TASK ITEM: Copy every item below word for word, leaving out the pictures.

SUPPLIED MATERIAL:
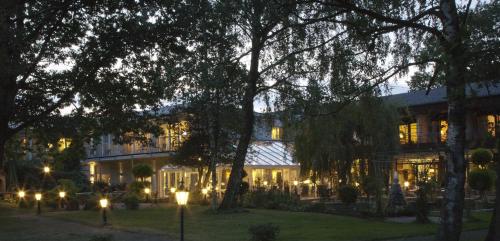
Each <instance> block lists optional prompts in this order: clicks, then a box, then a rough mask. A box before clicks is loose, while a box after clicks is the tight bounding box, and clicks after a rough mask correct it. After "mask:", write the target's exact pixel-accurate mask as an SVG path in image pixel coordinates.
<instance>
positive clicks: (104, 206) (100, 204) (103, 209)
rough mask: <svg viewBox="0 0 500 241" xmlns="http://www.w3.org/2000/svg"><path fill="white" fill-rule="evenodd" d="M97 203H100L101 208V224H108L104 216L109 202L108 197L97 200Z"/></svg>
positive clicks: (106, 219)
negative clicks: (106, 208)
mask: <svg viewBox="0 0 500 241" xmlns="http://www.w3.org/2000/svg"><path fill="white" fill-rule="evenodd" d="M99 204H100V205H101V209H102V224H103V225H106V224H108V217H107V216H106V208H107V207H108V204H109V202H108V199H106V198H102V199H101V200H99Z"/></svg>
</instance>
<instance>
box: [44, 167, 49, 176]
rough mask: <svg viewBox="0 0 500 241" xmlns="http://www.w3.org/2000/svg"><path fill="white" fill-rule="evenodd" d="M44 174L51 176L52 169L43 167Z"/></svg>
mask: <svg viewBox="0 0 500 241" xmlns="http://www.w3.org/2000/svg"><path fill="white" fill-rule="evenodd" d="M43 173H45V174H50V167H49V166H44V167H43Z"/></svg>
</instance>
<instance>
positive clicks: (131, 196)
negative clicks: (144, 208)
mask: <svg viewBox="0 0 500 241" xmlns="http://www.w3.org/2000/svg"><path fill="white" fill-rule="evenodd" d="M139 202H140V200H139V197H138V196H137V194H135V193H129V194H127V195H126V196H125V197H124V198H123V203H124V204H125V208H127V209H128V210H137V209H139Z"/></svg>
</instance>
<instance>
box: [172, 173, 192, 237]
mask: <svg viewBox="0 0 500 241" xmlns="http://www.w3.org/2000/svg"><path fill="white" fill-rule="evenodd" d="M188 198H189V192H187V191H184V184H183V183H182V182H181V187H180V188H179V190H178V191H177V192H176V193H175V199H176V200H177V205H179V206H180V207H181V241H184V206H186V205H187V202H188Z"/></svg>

REPLY:
Each <instance> block lists optional prompts in this order: clicks, then a box, then a rough mask. A box before clicks is loose, while a box after clicks is the tight bounding box, and clicks after a rough mask correct it. After "mask:", write the target's exact pixel-accurate mask as an SVG path in image pixel coordinates.
<instance>
positive clicks: (104, 206) (100, 204) (103, 209)
rough mask: <svg viewBox="0 0 500 241" xmlns="http://www.w3.org/2000/svg"><path fill="white" fill-rule="evenodd" d="M97 203H100L101 208V224H108L104 216L109 202L108 197L97 200Z"/></svg>
positive clicks: (106, 219)
negative clicks: (106, 208)
mask: <svg viewBox="0 0 500 241" xmlns="http://www.w3.org/2000/svg"><path fill="white" fill-rule="evenodd" d="M99 204H100V205H101V209H102V224H103V225H106V224H108V217H107V216H106V208H107V207H108V204H109V202H108V199H106V198H102V199H101V200H99Z"/></svg>
</instance>
<instance>
box: [44, 167, 49, 176]
rough mask: <svg viewBox="0 0 500 241" xmlns="http://www.w3.org/2000/svg"><path fill="white" fill-rule="evenodd" d="M44 174L51 176L52 169L43 167Z"/></svg>
mask: <svg viewBox="0 0 500 241" xmlns="http://www.w3.org/2000/svg"><path fill="white" fill-rule="evenodd" d="M43 173H45V174H50V167H49V166H44V167H43Z"/></svg>
</instance>
<instance>
positive clicks: (131, 196)
negative clicks: (144, 208)
mask: <svg viewBox="0 0 500 241" xmlns="http://www.w3.org/2000/svg"><path fill="white" fill-rule="evenodd" d="M139 202H140V200H139V197H138V196H137V194H135V193H129V194H127V195H126V196H125V197H124V198H123V203H124V204H125V208H127V209H128V210H137V209H139Z"/></svg>
</instance>
<instance>
box: [172, 173, 192, 237]
mask: <svg viewBox="0 0 500 241" xmlns="http://www.w3.org/2000/svg"><path fill="white" fill-rule="evenodd" d="M188 198H189V192H187V191H184V184H183V183H182V182H181V187H180V188H179V190H178V191H177V192H176V193H175V199H176V200H177V205H179V206H180V207H181V241H184V206H186V205H187V202H188Z"/></svg>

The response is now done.